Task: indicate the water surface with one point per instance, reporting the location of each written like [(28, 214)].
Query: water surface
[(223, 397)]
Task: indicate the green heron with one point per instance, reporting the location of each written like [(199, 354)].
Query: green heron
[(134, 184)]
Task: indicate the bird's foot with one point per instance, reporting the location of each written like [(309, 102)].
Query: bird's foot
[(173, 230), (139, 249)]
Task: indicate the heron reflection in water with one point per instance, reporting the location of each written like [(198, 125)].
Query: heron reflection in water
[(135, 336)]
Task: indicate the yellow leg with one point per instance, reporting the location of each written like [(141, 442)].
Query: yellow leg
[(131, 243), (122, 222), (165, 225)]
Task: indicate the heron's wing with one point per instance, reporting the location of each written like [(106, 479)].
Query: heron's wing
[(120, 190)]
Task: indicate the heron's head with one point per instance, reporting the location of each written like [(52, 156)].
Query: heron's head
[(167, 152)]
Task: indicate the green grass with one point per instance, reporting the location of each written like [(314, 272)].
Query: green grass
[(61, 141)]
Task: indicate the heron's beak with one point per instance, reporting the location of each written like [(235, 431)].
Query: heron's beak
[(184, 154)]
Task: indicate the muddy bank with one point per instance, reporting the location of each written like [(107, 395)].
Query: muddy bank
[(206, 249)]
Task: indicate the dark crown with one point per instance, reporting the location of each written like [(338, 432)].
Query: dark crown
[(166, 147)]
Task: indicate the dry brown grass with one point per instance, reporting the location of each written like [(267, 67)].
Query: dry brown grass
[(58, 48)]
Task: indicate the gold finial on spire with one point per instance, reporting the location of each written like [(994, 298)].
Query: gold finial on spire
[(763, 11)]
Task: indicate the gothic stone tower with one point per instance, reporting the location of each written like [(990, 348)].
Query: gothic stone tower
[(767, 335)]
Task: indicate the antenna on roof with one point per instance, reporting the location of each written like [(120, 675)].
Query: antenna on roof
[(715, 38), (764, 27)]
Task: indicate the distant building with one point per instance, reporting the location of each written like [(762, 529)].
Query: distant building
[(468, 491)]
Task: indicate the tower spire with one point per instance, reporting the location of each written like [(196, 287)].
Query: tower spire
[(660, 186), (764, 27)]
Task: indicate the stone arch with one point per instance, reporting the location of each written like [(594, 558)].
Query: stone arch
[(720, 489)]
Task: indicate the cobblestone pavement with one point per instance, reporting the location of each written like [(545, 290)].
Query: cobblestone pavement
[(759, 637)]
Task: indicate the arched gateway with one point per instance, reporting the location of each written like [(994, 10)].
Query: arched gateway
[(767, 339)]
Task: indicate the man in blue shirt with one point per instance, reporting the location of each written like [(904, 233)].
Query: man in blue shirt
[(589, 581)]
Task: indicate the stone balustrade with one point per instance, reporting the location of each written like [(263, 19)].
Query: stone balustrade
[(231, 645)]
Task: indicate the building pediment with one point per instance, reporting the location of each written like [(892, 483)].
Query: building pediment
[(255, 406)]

## What is needed
Reproduce exactly, and only, the part of the listing above that begins at the line with "Task: indicate the distant" and goes on through the line with "Task: indicate the tower".

## Response to the task
Task: indicate the distant building with one point per instance, reporting the location of each written like [(762, 529)].
Query: distant building
[(468, 491)]
Task: indicate the tower spire with one point per instance, reporting the location of each written like [(196, 287)].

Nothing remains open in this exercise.